> WHAT TO WORK ON:
Keep only the lines of the rows below that contain the word "Target", and copy each of them. Case counts, so a line matches only if the capitalization is the same.

> SUPPLIED DATA:
::::

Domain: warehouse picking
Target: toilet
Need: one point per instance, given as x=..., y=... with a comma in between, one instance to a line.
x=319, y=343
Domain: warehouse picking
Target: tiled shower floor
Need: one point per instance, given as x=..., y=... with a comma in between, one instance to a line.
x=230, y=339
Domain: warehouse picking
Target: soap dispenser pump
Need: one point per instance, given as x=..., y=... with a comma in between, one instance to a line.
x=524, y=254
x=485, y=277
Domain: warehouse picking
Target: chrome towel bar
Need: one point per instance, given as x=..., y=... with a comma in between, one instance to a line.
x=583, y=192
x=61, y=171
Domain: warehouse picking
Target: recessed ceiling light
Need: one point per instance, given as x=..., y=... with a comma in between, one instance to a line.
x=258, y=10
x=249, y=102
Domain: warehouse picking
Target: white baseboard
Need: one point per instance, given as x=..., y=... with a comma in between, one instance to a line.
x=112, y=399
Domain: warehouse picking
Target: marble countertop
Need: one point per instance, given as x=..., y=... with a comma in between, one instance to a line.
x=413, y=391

::::

> WRITTEN RESPONSE:
Target: toilet
Target: tiled shower floor
Target: soap dispenser pump
Target: chrome towel bar
Target: recessed ceiling light
Target: white baseboard
Target: marble countertop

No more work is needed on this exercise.